Please find all lines in the data that hold the string "below" and copy them.
• • •
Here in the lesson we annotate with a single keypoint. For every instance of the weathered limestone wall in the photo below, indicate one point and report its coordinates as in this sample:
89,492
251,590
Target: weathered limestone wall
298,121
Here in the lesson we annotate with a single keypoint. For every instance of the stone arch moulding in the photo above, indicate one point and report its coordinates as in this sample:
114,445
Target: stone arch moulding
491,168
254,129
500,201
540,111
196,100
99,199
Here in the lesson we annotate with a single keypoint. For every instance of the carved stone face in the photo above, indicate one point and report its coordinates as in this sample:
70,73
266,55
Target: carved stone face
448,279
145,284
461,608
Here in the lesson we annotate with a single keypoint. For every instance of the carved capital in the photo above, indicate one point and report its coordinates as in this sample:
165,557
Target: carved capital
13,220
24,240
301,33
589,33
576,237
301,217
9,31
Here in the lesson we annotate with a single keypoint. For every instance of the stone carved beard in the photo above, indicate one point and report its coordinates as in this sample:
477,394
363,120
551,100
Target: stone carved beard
• • •
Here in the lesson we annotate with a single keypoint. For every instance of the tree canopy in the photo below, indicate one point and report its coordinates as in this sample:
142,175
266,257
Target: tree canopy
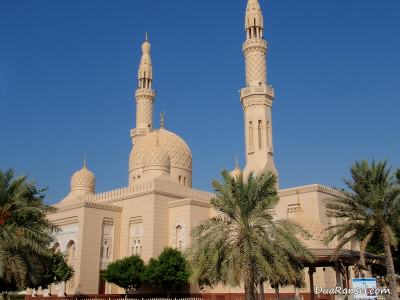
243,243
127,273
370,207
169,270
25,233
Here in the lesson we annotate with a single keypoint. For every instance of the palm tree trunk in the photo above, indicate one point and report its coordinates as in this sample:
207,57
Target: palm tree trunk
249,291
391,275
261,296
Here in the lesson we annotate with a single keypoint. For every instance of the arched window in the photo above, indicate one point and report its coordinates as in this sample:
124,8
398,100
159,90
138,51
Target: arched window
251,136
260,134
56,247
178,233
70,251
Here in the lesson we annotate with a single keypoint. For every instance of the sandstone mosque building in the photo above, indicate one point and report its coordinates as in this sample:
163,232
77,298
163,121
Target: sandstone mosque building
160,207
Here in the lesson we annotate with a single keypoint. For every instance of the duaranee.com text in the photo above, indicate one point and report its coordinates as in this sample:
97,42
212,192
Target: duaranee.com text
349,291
• • •
#### Solution to the exercise:
Here in the lesson we annotate with a single keypoint. For every instance of the weathered limestone wall in the photo below, indicate one point and report its coordinates as in this sample:
Here in the lesson we annotate with a single keypoint. For every instance of the tree canopy in the photo below, indicate one point and report its coordinates as in this sample:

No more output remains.